- _Source text_:
::::
Considering the high demands of the clustering, we highly recommend that users first use the clustering on a fraction of the available data and if the results are satisfactory, clustering can be run on a larger set reads to utilize the whole capacity of the galaxy computer cluster. For this purpose, there is also a tool suitable for the selection of a random sample of sequences which can be then passed to clustering.

Sequence read length

Clustering was tested both with Illumina reads with read length of 100 nt and with longer 454 Roche reads ranging from 100-600 nt. For unbiased clustering, it is desired that all reads have the same length. When only reads with various lengths are available, trim the sequence to a uniform length(200 nt recommended) with Trim sequences tool available in FASTX-Toolkit for FASTQ data.

Output

The main results are presented in HTML format which contain a table listing all clusters whose size was above threshold. Detailed results can be downloaded as a compressed archive. It contains the following directories:

sequences:

contain fasta file and blast database files of the sequences used for clustering. The directory will contain only a subset of sequences in case that the number of sequences was cut down

assembly:

contigs as assembled by Cap3 program. Each clusters is assembled independently. all contigs are stored as fasta and ACE files.

blastx:

results of similarity search of individual reads against the database of transposable elements protein domains

clustering:

most of the results are stored here.

file hitsort_PID90_LCOV55.cls contain lists of sequence reads classified into clusters in the format:

>CL1 number_of_reads_in_CL1
read_id_11    read_id_12    read_id_13 ...
>CL2 number_of_reads_in_CL2
read_id_21    read_id_22    read_id_23 ...
...
::::
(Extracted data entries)
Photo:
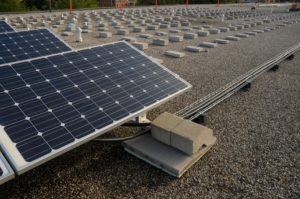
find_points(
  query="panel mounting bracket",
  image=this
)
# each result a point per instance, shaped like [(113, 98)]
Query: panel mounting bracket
[(246, 87), (274, 68), (140, 120)]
::::
- _To do_:
**a)** From the text on sequence clustering, print the passage starting with "Sequence read length" and going on through "for FASTQ data.", word for word.
**b)** Decide whether each statement below agrees with the text on sequence clustering. For each one, answer yes or no and quote the words from that text that settle it.
(i) For unbiased clustering, all reads should have the same length.
(ii) The HTML table lists every cluster, whatever its size.
(iii) Clustering was tested only with Illumina reads.
**c)** Pick up the text on sequence clustering where it stops and continue writing it.

- _Results by task_:
**a)**
Sequence read length

Clustering was tested both with Illumina reads with read length of 100 nt and with longer 454 Roche reads ranging from 100-600 nt. For unbiased clustering, it is desired that all reads have the same length. When only reads with various lengths are available, trim the sequence to a uniform length(200 nt recommended) with Trim sequences tool available in FASTX-Toolkit for FASTQ data.

**b)**
(i) Yes: "For unbiased clustering, it is desired that all reads have the same length."
(ii) No: "a table listing all clusters whose size was above threshold"
(iii) No: "with longer 454 Roche reads ranging from 100-600 nt"

**c)**
file hitsort_PID90_LCOV55 contains all pairs of reads for which the similarity was detected above 80% and over length of 55 % of longer sequences. The data are in the folowing format:

read_id_a    read_id_b     bitscore_a_b
read_id_c    read_id_d     bitscore_c_d
read_id_e    read_id_f     bitscore_e_f
...

clusterConnections.cls contains information about the connection(mutually similar reads) between clusters:

CLXX    CLXY    number_connections
CLXZ    CLYY    number_connections
...

interconnnected.txt contain list of reads which has the connections to other clusters than they belong to.

>CL1 number_of_reads_with similarities_to_other_clusters
read_id_21    read_id_34    read_id_56 ...
>CL2 number_of_reads_with similarities_to_other_clusters
read_id_31    read_id_62    read_id_53 ...
...
subdirectories clusters/dir_CLXXXX:
 

Contains detailed information about individual clusters, each cluster with the size above threshold is listed:

  • list of all reads in the cluster
  • sequences in fasta format
  • contigs assembled from corresponding reads
  • contigs coverage in pdf format
  • contigs in ACE format
  • summary of RepeatMasker search
  • summary of protein domain search
  • GL file with the cluster graph layout which can be analyzed usin SeqGrapheR
  • information about related (connected) clusters)

for details see BMC Bioinformatics 2010, 11:378.